IL TUO COMPITO:
Riporta tutte le righe dei record qui sotto, identiche e senza alcuna modifica.

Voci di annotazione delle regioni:
▬▬▬▬▬▬▬▬▬▬
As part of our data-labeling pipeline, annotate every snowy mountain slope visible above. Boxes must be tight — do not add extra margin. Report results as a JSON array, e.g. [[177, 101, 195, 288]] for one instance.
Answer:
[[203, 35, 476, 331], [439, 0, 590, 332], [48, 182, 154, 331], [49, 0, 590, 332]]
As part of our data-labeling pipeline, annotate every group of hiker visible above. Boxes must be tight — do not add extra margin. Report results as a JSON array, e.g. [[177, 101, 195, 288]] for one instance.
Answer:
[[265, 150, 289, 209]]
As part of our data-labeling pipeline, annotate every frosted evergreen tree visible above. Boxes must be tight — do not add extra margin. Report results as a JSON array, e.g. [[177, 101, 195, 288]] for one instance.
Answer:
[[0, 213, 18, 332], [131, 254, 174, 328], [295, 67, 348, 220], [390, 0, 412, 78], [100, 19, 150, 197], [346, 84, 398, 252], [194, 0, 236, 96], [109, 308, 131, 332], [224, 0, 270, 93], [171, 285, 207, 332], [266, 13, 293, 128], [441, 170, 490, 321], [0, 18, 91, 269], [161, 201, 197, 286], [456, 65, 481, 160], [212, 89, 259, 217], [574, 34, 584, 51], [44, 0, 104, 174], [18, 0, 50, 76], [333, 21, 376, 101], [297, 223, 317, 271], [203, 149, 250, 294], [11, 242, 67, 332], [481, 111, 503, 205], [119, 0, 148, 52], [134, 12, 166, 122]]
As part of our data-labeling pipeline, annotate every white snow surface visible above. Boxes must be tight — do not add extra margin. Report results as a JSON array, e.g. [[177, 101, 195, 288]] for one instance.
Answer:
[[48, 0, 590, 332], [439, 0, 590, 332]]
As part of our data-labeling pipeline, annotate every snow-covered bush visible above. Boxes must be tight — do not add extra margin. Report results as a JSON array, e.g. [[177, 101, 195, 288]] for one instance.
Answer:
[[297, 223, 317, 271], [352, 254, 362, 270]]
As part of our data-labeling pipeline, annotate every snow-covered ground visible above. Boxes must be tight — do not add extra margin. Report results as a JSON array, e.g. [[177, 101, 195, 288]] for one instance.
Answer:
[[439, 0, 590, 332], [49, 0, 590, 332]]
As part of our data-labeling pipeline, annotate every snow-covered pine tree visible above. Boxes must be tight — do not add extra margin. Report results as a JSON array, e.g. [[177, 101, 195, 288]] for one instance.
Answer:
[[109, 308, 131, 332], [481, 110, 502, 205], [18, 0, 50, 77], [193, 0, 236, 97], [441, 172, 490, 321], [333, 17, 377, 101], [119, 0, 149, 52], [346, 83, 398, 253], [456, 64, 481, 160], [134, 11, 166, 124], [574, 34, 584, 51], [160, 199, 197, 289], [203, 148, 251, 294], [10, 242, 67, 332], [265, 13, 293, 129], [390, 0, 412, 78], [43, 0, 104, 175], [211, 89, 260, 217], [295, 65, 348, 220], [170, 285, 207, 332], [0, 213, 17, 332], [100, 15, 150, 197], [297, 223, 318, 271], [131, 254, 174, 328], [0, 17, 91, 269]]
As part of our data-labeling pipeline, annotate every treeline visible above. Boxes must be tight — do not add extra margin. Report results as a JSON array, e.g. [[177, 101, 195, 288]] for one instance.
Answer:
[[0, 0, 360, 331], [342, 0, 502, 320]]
▬▬▬▬▬▬▬▬▬▬
RISPOSTA QUI SOTTO:
As part of our data-labeling pipeline, annotate every snowy mountain slope visible above. Boxes must be tight — do not add extra margin. Report results as a JSON array, e.g. [[177, 101, 195, 288]] for one instance.
Answer:
[[203, 35, 476, 331], [439, 0, 590, 332], [48, 182, 154, 331], [49, 0, 590, 332]]
As part of our data-labeling pipeline, annotate every group of hiker visible above. Boxes must be tight — do not add extra margin. Report results as a JSON array, e.g. [[177, 101, 195, 288]] for one instance.
Answer:
[[265, 150, 289, 209]]
As part of our data-labeling pipeline, annotate every frosted evergreen tree visible above. Boxes must be tight — do not add extra margin. Report results as a JSON array, e.g. [[177, 101, 195, 288]] for one instance.
Answer:
[[0, 213, 18, 332], [131, 254, 174, 328], [295, 67, 348, 220], [390, 0, 412, 78], [100, 19, 150, 197], [346, 84, 398, 252], [194, 0, 236, 96], [109, 308, 131, 332], [224, 0, 270, 93], [171, 285, 207, 332], [266, 13, 293, 128], [441, 170, 490, 321], [0, 18, 91, 269], [161, 201, 197, 286], [456, 65, 481, 160], [212, 89, 259, 217], [574, 34, 584, 51], [44, 0, 104, 174], [18, 0, 50, 76], [333, 21, 376, 101], [297, 223, 317, 271], [203, 149, 250, 294], [11, 242, 67, 332], [481, 111, 503, 205], [119, 0, 148, 52], [134, 12, 166, 122]]
As part of our data-labeling pipeline, annotate every white snow surface visible above. Boxes must be tight — do not add extra margin. Report results as a JSON array, e.g. [[177, 101, 195, 288]] for one instance.
Answer:
[[48, 0, 590, 332], [439, 0, 590, 332]]
As part of our data-labeling pipeline, annotate every snow-covered bush visible above. Boxes must be tight — do not add extra margin. Report results as a JSON array, e.g. [[177, 101, 195, 288]] for one instance.
Answer:
[[297, 223, 317, 271], [352, 254, 362, 270]]
As part of our data-labeling pipeline, annotate every snow-covered ground visible above. Boxes must be tight — do not add extra margin. Report results as a JSON array, e.g. [[177, 101, 195, 288]] for one instance.
Answer:
[[439, 0, 590, 332], [49, 0, 590, 332]]
As part of our data-labeling pipeline, annotate every snow-covered pine tree visible above. Boxes must be tight — do not add extra margin. Report results as a JSON array, e.g. [[177, 101, 195, 288]] for one instance.
Answer:
[[109, 308, 131, 332], [481, 110, 502, 205], [18, 0, 50, 77], [193, 0, 236, 97], [441, 172, 490, 321], [333, 17, 377, 101], [119, 0, 149, 52], [346, 83, 398, 253], [456, 64, 481, 160], [134, 11, 166, 124], [574, 34, 584, 51], [160, 199, 197, 289], [203, 148, 251, 294], [10, 242, 67, 332], [265, 13, 293, 129], [390, 0, 412, 78], [43, 0, 104, 175], [211, 89, 260, 217], [295, 65, 348, 220], [170, 285, 207, 332], [0, 213, 17, 332], [100, 15, 150, 197], [297, 223, 318, 271], [131, 254, 174, 328], [0, 17, 91, 269]]
As part of our data-labeling pipeline, annotate every treeline visible above. Boxes must be tight — do not add extra margin. Report results as a JSON array, e.g. [[177, 101, 195, 288]] for one instance.
Answer:
[[0, 0, 360, 331], [342, 0, 502, 320]]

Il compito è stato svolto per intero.